Find every line in the records that contains the word "pole" and copy each of those lines.

====== Data to use ======

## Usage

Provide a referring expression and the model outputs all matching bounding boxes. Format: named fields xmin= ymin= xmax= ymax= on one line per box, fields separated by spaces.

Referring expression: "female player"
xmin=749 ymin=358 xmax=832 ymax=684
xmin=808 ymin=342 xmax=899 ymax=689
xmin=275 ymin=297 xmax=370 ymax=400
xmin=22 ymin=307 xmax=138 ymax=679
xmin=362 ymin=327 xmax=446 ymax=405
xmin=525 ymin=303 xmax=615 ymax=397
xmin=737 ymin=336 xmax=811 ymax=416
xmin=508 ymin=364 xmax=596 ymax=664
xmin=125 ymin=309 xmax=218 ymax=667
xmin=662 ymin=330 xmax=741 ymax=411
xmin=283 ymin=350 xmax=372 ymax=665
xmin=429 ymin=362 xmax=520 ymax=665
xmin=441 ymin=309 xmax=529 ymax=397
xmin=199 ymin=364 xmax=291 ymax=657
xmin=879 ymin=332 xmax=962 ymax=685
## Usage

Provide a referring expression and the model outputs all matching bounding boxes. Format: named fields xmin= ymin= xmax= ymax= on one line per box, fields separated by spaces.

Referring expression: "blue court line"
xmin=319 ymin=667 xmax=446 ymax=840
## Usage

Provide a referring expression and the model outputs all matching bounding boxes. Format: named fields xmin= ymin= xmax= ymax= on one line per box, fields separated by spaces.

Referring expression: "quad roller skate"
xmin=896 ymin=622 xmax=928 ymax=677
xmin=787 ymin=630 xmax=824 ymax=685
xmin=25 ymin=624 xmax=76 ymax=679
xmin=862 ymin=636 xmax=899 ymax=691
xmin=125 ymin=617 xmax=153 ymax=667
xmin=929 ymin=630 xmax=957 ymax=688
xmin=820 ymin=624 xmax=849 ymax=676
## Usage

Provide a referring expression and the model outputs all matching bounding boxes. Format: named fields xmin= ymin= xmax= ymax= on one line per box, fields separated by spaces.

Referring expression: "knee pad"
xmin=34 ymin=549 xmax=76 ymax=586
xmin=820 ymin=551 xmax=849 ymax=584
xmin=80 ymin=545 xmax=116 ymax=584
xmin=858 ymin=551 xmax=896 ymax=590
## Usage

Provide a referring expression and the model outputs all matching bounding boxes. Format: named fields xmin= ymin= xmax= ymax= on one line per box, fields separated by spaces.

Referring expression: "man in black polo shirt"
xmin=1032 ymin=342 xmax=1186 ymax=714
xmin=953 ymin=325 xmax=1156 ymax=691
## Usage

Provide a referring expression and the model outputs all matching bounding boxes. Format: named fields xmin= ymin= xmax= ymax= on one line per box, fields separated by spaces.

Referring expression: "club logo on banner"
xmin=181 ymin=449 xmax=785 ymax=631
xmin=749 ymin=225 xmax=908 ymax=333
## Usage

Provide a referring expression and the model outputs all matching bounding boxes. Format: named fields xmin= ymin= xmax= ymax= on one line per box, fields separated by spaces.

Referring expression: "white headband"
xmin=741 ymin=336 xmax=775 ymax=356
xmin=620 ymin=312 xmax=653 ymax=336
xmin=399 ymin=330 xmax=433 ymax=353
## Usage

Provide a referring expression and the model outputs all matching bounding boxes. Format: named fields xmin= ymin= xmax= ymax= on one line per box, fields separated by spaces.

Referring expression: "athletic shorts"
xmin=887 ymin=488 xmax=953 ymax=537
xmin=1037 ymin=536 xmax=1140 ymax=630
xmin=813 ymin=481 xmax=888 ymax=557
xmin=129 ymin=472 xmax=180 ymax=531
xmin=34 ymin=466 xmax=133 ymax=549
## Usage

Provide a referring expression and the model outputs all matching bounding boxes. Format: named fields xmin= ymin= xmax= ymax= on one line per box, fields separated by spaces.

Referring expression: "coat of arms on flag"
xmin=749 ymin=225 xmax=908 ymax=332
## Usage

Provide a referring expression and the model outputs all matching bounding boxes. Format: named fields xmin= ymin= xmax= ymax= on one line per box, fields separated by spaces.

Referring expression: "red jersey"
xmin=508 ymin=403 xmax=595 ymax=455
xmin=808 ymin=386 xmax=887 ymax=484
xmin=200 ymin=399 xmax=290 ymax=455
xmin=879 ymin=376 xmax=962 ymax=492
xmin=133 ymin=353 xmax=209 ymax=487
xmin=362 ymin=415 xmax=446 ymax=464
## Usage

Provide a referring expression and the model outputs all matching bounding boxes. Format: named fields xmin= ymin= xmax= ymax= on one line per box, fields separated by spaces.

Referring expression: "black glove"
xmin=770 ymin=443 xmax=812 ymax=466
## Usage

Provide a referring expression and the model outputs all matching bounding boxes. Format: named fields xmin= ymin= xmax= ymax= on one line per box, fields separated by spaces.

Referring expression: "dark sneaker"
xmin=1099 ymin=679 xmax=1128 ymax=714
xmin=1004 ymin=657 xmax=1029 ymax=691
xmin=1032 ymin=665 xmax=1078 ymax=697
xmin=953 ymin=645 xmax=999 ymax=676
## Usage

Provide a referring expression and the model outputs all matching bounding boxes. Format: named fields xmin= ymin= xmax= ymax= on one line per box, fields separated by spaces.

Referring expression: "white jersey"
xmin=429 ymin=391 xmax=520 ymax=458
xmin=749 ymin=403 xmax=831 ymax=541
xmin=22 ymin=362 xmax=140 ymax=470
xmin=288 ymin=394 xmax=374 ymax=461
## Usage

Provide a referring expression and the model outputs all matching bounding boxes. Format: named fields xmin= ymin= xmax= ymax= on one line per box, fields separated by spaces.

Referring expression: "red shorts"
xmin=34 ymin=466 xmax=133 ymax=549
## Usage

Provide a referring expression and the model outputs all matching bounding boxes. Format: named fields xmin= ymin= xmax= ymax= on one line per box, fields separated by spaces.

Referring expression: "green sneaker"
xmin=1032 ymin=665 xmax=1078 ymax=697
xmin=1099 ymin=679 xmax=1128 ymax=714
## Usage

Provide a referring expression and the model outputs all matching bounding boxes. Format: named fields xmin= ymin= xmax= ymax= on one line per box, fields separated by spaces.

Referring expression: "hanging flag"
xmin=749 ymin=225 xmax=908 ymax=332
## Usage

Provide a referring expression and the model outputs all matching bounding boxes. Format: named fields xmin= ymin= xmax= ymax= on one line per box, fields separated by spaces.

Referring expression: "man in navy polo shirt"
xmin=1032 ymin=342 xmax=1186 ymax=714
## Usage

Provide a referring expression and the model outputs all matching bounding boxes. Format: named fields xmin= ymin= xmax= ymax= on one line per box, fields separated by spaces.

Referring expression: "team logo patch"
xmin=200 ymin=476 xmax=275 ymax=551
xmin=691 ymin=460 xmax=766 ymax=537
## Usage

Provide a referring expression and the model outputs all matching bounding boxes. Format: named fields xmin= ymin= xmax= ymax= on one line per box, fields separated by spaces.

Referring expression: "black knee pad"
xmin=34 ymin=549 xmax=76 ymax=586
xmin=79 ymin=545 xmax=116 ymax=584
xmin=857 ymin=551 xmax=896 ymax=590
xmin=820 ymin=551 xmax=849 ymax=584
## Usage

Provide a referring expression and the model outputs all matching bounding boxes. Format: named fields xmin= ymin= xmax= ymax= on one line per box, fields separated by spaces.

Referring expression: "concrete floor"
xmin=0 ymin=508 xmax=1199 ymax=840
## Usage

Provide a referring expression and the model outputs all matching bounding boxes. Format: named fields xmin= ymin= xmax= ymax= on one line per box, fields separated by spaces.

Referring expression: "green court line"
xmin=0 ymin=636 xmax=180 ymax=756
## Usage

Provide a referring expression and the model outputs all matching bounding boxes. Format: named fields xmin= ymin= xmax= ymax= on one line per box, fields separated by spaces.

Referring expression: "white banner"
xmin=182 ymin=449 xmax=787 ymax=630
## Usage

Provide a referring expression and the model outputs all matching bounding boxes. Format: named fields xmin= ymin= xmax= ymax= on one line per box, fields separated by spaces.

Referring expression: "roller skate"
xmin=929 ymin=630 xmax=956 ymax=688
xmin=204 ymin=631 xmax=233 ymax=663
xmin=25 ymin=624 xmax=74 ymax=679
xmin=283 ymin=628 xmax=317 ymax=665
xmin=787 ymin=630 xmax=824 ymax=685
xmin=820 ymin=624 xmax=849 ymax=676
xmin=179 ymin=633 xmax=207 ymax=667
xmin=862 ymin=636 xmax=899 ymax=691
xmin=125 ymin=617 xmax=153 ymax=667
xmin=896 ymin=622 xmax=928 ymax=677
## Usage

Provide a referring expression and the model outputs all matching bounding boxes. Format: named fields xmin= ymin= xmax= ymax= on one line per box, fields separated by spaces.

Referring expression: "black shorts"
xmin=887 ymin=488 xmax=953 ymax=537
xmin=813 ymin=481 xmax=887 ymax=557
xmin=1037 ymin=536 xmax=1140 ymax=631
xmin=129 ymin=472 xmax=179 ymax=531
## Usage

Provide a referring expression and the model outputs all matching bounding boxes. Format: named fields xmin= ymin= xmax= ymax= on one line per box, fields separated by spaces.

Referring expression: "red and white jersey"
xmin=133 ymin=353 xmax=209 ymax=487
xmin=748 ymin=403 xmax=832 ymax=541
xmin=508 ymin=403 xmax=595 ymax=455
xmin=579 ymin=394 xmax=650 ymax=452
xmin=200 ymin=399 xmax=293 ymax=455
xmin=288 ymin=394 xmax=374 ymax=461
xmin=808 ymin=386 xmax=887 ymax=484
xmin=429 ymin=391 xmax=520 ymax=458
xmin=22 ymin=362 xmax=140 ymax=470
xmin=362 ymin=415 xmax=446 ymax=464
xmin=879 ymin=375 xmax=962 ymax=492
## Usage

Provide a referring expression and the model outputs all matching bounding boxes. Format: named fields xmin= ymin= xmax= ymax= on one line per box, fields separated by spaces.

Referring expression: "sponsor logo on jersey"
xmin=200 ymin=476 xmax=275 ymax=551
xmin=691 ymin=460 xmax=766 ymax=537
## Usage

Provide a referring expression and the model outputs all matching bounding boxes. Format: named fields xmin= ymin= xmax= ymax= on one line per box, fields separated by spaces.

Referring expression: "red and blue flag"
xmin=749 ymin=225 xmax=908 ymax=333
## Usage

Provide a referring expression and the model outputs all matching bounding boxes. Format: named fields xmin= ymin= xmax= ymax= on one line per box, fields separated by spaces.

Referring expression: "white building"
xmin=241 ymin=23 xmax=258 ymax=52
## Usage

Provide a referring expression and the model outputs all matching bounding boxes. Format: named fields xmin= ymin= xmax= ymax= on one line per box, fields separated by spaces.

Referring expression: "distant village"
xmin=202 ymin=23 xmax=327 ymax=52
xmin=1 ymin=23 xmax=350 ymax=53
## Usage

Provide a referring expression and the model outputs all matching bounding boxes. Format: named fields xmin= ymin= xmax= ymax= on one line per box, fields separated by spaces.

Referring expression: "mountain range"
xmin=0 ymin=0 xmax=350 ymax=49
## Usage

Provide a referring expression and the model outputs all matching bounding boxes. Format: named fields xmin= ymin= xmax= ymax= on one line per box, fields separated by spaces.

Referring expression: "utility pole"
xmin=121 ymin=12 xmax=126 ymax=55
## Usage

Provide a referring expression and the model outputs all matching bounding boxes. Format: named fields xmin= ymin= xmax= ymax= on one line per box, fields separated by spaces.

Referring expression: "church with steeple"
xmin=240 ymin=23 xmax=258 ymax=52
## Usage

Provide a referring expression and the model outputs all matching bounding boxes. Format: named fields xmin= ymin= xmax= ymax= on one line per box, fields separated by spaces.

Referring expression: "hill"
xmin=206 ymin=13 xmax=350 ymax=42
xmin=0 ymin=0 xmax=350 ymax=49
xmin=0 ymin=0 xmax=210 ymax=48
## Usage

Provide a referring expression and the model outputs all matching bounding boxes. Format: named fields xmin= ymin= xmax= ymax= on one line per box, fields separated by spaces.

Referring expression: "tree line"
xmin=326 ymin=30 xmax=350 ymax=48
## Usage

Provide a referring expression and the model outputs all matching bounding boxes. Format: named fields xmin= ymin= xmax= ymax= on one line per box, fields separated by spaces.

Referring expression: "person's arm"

======
====== Data to use ======

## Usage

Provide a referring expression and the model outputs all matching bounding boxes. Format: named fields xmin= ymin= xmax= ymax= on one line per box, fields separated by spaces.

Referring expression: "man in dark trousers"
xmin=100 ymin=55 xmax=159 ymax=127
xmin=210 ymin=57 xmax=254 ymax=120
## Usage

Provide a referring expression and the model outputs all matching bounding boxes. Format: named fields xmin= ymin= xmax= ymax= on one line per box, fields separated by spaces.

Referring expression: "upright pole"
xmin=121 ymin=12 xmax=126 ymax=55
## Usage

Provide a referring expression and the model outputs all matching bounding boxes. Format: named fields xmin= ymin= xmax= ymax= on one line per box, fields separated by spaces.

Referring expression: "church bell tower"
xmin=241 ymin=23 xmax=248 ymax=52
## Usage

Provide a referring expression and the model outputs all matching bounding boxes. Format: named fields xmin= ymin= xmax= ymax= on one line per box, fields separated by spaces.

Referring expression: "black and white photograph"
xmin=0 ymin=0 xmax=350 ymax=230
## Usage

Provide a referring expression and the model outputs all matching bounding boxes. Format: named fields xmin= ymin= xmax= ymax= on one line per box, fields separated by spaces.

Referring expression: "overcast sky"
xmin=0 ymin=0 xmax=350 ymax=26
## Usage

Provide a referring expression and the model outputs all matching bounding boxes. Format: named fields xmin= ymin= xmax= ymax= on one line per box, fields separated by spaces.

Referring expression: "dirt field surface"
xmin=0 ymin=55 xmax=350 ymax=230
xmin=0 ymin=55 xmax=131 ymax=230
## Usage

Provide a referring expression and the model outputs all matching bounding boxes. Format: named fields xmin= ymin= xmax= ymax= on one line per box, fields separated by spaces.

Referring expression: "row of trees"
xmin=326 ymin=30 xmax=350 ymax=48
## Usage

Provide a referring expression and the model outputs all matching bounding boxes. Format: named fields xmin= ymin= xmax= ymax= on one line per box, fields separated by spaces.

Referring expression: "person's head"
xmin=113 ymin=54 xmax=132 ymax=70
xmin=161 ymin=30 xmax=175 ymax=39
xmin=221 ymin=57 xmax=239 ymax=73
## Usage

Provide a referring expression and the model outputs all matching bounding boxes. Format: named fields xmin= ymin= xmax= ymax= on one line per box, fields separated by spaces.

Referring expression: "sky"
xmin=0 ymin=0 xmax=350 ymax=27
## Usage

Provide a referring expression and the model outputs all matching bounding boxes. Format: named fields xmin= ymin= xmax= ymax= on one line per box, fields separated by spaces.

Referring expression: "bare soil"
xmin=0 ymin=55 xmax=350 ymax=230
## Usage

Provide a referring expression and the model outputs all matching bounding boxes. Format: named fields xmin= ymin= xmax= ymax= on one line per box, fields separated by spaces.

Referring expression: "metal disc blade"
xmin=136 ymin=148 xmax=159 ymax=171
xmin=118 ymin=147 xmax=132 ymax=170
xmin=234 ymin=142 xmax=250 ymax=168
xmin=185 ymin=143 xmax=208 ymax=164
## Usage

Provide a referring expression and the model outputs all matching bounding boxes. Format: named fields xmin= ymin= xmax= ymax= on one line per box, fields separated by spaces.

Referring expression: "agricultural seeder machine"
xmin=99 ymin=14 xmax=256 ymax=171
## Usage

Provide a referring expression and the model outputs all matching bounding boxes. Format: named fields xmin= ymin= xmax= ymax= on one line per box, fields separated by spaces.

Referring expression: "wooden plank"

======

▶ [Exercise solution]
Referring expression: "utility pole"
Referring expression: "upright pole"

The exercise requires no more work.